→ Work to complete:
Continue the linear algebra FAQ on matrices, picking up right after its final line.

→ Document:
================
What is the relationship between eigenvalues and trace?
  The trace of a matrix is the sum of its eigenvalues:

  .. math::

      \operatorname{tr}(A) = \sum_i \lambda_i

  The trace is also equal to the sum of diagonal elements.

Special Matrices
-------------

Matrix Types
^^^^^^^^^^

What is a unitary matrix?
  A unitary matrix :math:`U` satisfies :math:`U^{\dagger}U = I`, where :math:`I` is the identity matrix. Key properties:
  
    - Preserves inner products and norms
    - Has orthonormal columns
    - :math:`U^{-1} = U^{\dagger}`

What is a normal matrix?
================
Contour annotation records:

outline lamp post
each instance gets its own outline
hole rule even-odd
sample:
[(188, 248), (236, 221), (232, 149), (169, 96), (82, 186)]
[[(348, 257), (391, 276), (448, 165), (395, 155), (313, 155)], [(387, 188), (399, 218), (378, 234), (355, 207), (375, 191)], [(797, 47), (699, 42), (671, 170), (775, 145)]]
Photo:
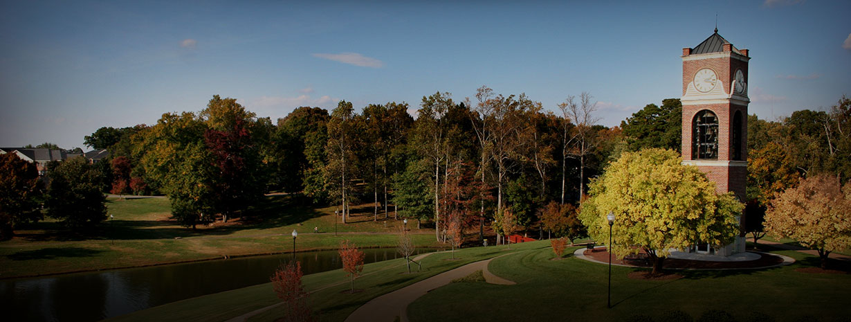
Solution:
[(293, 261), (295, 261), (295, 237), (299, 235), (299, 233), (293, 229)]
[(112, 244), (115, 244), (115, 225), (112, 223), (113, 219), (115, 219), (115, 217), (112, 216), (112, 214), (109, 214), (109, 230), (111, 231), (111, 233), (110, 233), (110, 239), (111, 239)]
[(612, 308), (612, 225), (614, 225), (614, 214), (609, 211), (606, 219), (608, 220), (608, 244), (606, 246), (606, 250), (608, 252), (608, 302), (607, 307)]

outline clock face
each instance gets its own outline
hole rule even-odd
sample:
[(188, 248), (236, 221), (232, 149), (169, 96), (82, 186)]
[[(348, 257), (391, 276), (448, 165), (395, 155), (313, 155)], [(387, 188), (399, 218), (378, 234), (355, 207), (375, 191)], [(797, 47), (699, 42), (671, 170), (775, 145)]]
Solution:
[(736, 75), (734, 78), (736, 82), (736, 94), (742, 94), (745, 92), (745, 74), (742, 73), (742, 70), (737, 70)]
[(694, 88), (704, 93), (712, 90), (717, 81), (717, 75), (716, 75), (715, 72), (709, 68), (704, 68), (697, 71), (697, 73), (694, 74)]

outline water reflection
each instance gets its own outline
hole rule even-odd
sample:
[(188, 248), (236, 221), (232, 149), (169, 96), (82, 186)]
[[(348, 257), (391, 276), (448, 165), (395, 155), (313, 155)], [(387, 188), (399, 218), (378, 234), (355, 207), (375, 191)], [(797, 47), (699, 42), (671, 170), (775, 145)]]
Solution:
[[(431, 251), (418, 250), (418, 252)], [(364, 261), (398, 258), (367, 249)], [(336, 250), (297, 253), (305, 274), (342, 267)], [(292, 253), (0, 281), (4, 320), (96, 321), (186, 298), (266, 283)], [(270, 290), (271, 291), (271, 290)], [(8, 315), (6, 315), (8, 314)], [(9, 317), (9, 319), (5, 319)]]

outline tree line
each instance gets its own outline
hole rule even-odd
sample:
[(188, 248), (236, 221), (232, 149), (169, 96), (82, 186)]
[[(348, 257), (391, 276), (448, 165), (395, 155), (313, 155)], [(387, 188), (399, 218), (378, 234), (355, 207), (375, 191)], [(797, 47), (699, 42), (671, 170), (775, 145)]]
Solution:
[[(831, 111), (772, 122), (750, 116), (748, 199), (764, 207), (771, 193), (811, 173), (846, 181), (848, 106), (843, 98)], [(344, 222), (351, 204), (373, 204), (374, 220), (416, 220), (443, 241), (450, 227), (482, 233), (485, 227), (573, 239), (585, 234), (577, 216), (589, 178), (625, 152), (682, 146), (678, 99), (648, 104), (620, 127), (597, 124), (596, 111), (589, 93), (568, 96), (552, 112), (524, 94), (483, 86), (471, 98), (437, 92), (417, 106), (303, 106), (273, 123), (214, 95), (198, 112), (98, 129), (85, 144), (108, 149), (110, 159), (77, 171), (98, 173), (90, 186), (103, 192), (168, 195), (185, 227), (252, 216), (264, 193), (279, 191), (336, 204)], [(78, 221), (106, 216), (96, 213), (103, 216)], [(39, 218), (20, 217), (29, 219), (4, 222)]]

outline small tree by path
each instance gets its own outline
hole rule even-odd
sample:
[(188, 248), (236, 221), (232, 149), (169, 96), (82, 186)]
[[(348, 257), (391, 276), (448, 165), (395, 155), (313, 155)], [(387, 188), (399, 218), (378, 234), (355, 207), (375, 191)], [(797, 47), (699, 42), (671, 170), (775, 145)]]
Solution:
[(402, 227), (402, 233), (399, 234), (399, 240), (396, 244), (396, 250), (405, 256), (405, 263), (408, 265), (408, 273), (411, 273), (411, 262), (417, 264), (419, 267), (417, 271), (422, 268), (422, 266), (419, 262), (411, 260), (411, 255), (414, 255), (414, 251), (416, 250), (416, 246), (414, 245), (414, 241), (411, 240), (411, 235), (408, 233), (408, 231), (404, 227)]
[(562, 259), (562, 255), (564, 254), (564, 249), (568, 246), (568, 240), (563, 237), (556, 239), (550, 239), (550, 244), (552, 245), (552, 252), (556, 253), (556, 259)]
[(271, 286), (275, 294), (283, 300), (286, 314), (282, 318), (286, 322), (316, 321), (307, 305), (307, 292), (301, 283), (301, 262), (290, 262), (281, 265), (271, 276)]
[(342, 258), (343, 270), (351, 277), (351, 292), (355, 292), (355, 278), (363, 272), (363, 257), (366, 256), (357, 250), (357, 246), (348, 239), (340, 243), (340, 257)]
[(501, 234), (507, 240), (508, 249), (511, 250), (511, 242), (508, 239), (508, 236), (517, 230), (517, 223), (514, 216), (514, 212), (511, 211), (511, 208), (505, 206), (502, 209), (502, 211), (498, 211), (494, 217), (495, 220), (493, 223), (494, 231)]
[(452, 245), (452, 259), (455, 259), (455, 249), (460, 248), (464, 243), (464, 227), (460, 221), (457, 219), (450, 221), (447, 233), (449, 235), (449, 244)]
[(822, 268), (831, 251), (851, 246), (851, 183), (842, 187), (839, 178), (818, 175), (775, 196), (766, 229), (818, 250)]

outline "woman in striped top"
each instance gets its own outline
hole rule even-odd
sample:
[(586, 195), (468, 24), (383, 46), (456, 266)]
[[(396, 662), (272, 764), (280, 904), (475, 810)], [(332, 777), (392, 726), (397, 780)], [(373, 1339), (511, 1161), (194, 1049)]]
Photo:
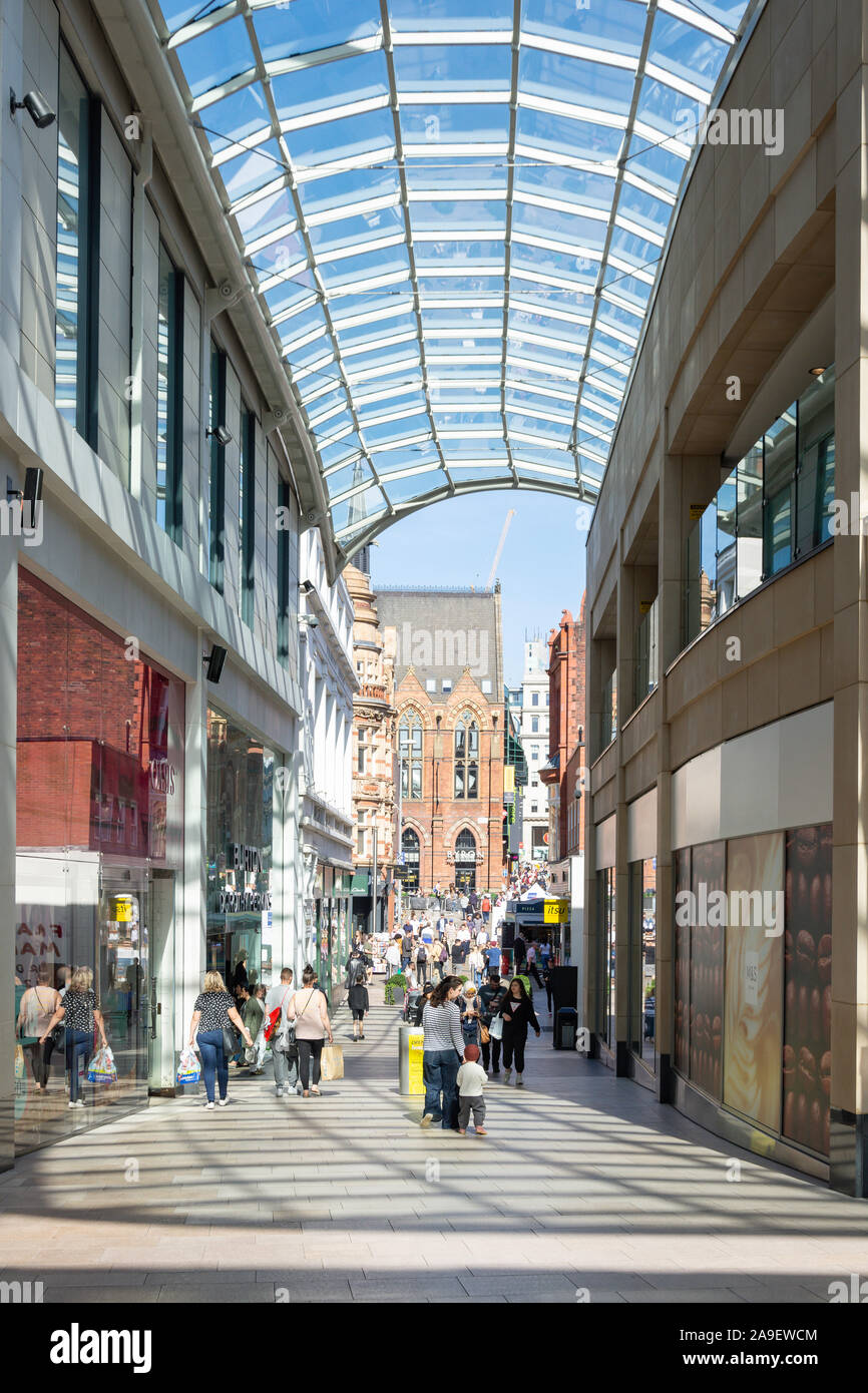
================
→ Written answer:
  A matrix :math:`A` is normal if it commutes with its adjoint: :math:`AA^{\dagger} = A^{\dagger}A`. This condition unifies several important matrix classes:
  
    - Unifies Hermitian (:math:`A = A^{\dagger}`), skew-Hermitian (:math:`A = -A^{\dagger}`), and unitary (:math:`AA^{\dagger} = I`) matrices
    - Guarantees diagonalization by a unitary matrix: :math:`A = UDU^{\dagger}`
    - Eigenspaces corresponding to different eigenvalues are orthogonal
    - Norm invariance: :math:`\|Ax\| = \|A^{\dagger}x\|` for all vectors :math:`x`

What is a skew-symmetric matrix?
  A matrix :math:`A` where :math:`A^T = -A`. Key properties:
  
    - Diagonal elements must be zero
    - Elements are antisymmetric: :math:`a_{ij} = -a_{ji}`
    - All eigenvalues are either 0 or purely imaginary
    - For 3×3 matrices, represents cross products: if :math:`v = [a,b,c]`, then

    .. math::

        \begin{bmatrix}
        0 & -c & b \\
        c & 0 & -a \\
        -b & a & 0
        \end{bmatrix}x = v \times x

Why is :math:`U^{-1} = U^{\dagger}` for unitary matrices?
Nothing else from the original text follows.